*** EXCERPTED DATA
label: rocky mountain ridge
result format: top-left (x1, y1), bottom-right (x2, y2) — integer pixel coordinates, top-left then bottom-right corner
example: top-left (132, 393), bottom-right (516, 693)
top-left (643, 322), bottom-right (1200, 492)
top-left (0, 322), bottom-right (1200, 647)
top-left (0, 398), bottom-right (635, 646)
******
__TASK DETAILS__: From the data above, pull out every line that contains the string "bottom", matching case exactly.

__EXPECTED OUTPUT__:
result format: top-left (x1, y1), bottom-right (x2, y2) — integer pixel coordinates, top-left then bottom-right corner
example: top-left (132, 393), bottom-right (516, 693)
top-left (643, 322), bottom-right (1200, 492)
top-left (0, 322), bottom-right (1200, 647)
top-left (0, 398), bottom-right (635, 646)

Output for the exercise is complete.